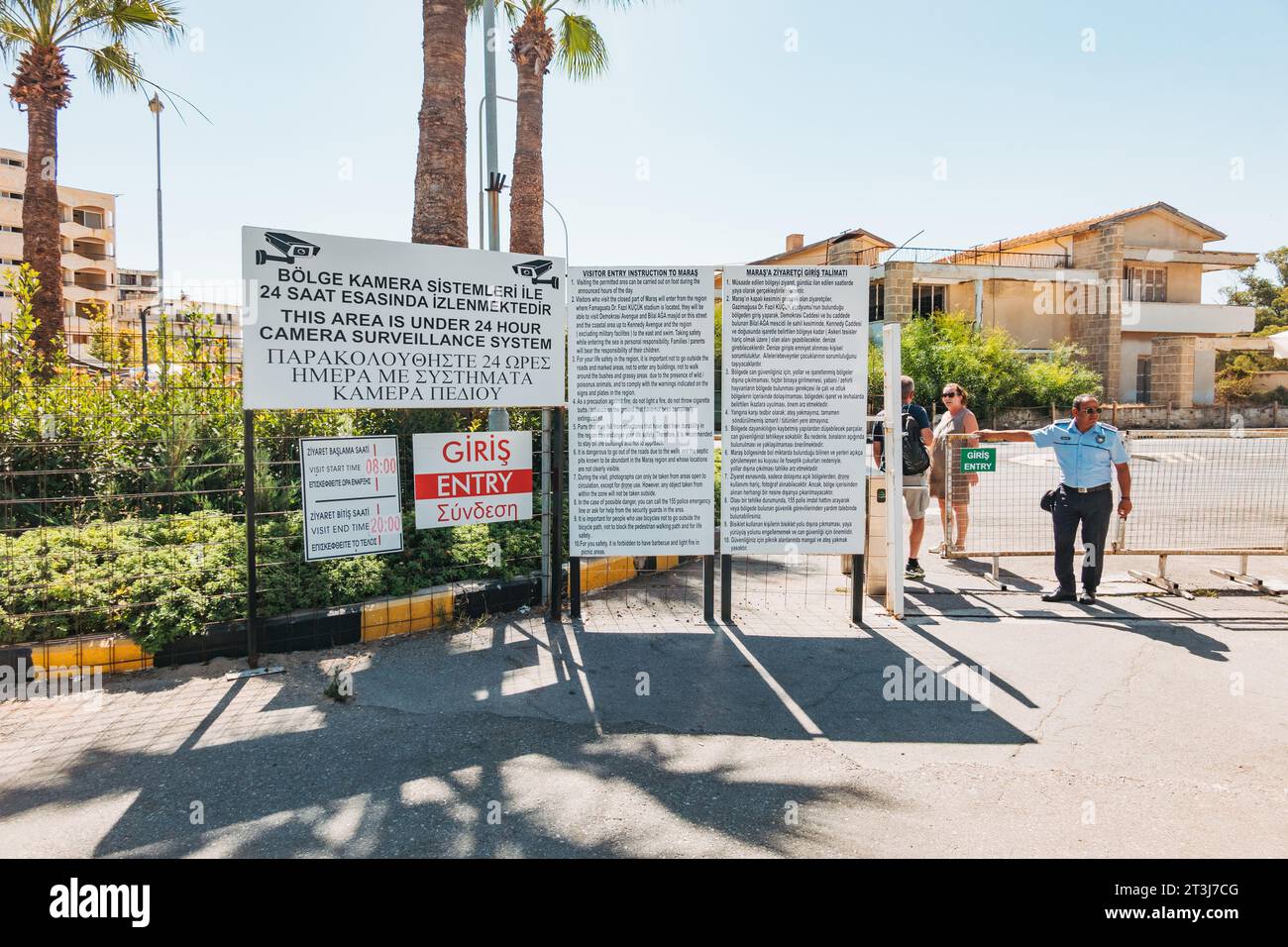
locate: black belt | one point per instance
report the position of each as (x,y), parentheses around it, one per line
(1085,489)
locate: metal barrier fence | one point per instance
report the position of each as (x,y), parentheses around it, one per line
(1194,492)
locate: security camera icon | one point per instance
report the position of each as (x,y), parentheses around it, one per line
(535,269)
(291,248)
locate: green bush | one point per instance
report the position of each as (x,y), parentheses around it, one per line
(171,577)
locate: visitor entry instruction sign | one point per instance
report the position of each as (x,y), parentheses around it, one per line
(795,408)
(642,410)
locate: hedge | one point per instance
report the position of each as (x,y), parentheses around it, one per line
(170,577)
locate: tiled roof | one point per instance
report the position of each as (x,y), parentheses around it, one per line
(1094,222)
(845,235)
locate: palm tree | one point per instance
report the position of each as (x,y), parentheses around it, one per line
(439,214)
(39,33)
(580,53)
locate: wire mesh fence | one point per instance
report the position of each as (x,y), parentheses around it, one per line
(1193,492)
(123,497)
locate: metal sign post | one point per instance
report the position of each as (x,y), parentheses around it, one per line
(893,451)
(252,585)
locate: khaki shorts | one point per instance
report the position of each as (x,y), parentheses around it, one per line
(915,496)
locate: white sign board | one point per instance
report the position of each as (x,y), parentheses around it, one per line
(352,499)
(795,408)
(642,410)
(478,476)
(348,322)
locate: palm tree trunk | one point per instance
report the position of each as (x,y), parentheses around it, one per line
(439,214)
(42,240)
(532,48)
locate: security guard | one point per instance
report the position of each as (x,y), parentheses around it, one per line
(1087,453)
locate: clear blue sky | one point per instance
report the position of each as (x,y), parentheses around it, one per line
(743,140)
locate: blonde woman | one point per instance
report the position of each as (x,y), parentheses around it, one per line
(957,419)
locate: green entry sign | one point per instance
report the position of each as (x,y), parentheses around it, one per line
(979,459)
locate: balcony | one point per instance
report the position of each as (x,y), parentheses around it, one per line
(1188,318)
(971,257)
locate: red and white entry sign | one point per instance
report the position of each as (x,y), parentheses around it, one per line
(480,476)
(352,499)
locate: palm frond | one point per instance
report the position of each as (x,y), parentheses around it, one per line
(581,51)
(123,18)
(112,67)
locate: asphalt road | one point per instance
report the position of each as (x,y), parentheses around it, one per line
(1145,727)
(1189,493)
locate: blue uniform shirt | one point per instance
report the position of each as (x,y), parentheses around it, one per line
(1086,459)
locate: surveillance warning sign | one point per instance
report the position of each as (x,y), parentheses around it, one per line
(349,322)
(478,476)
(352,496)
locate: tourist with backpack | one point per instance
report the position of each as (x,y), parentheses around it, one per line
(917,438)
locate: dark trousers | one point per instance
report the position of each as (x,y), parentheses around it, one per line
(1093,510)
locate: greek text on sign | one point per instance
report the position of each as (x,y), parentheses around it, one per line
(348,322)
(352,496)
(979,459)
(478,476)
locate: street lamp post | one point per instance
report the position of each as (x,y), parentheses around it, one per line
(156,108)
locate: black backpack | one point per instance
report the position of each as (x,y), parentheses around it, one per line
(915,459)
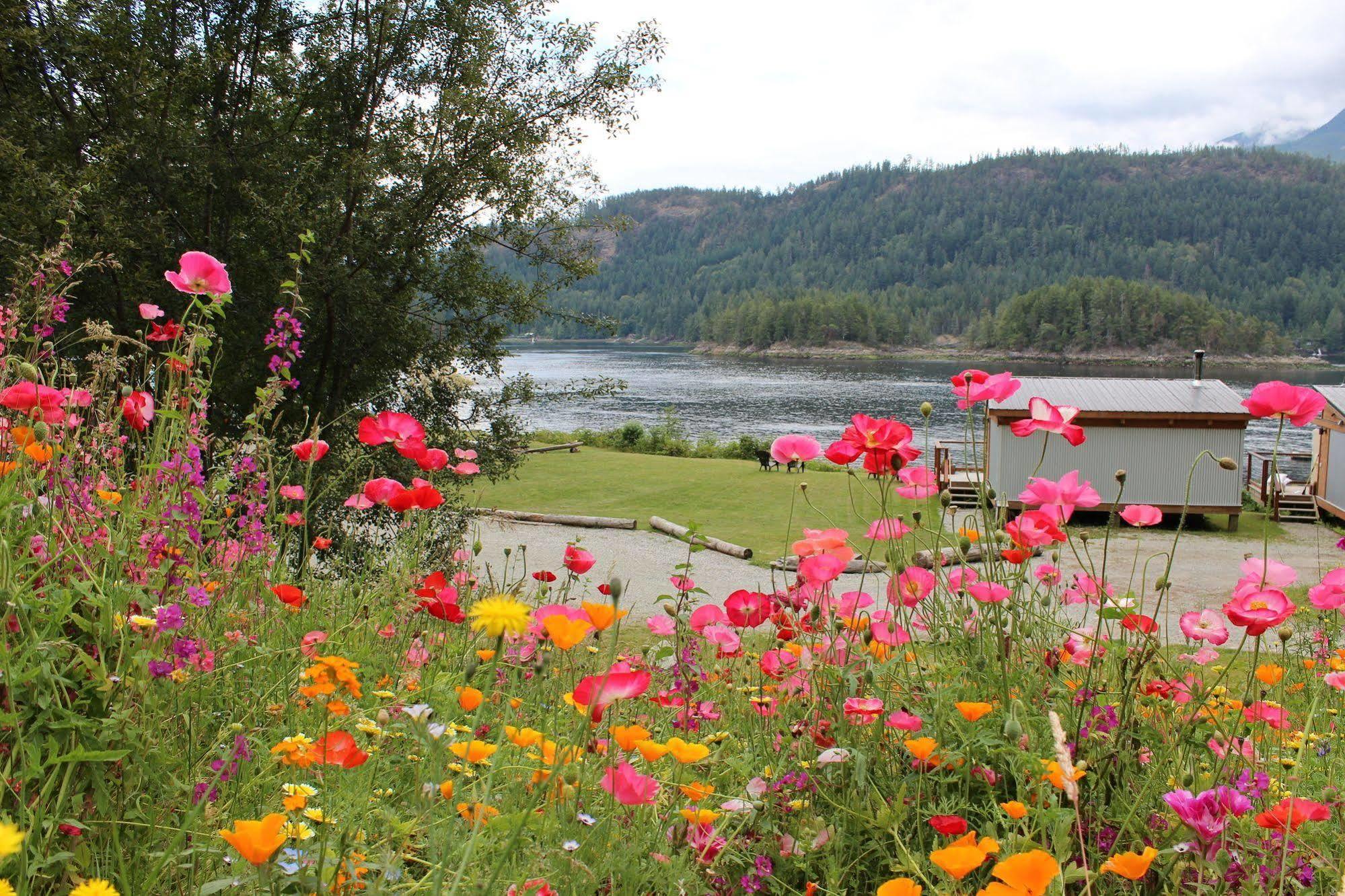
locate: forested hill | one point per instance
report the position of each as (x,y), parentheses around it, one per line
(1256,232)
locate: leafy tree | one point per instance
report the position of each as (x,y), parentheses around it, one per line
(406,135)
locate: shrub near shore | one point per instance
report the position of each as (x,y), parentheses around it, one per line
(191,704)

________________________

WORK INSTRUCTIONS:
Search the data above for the word "fence". Copy each line it is in.

RESULT OF THE TASK:
locate: metal barrier fence | one point per instance
locate: wire mesh fence | one point per instance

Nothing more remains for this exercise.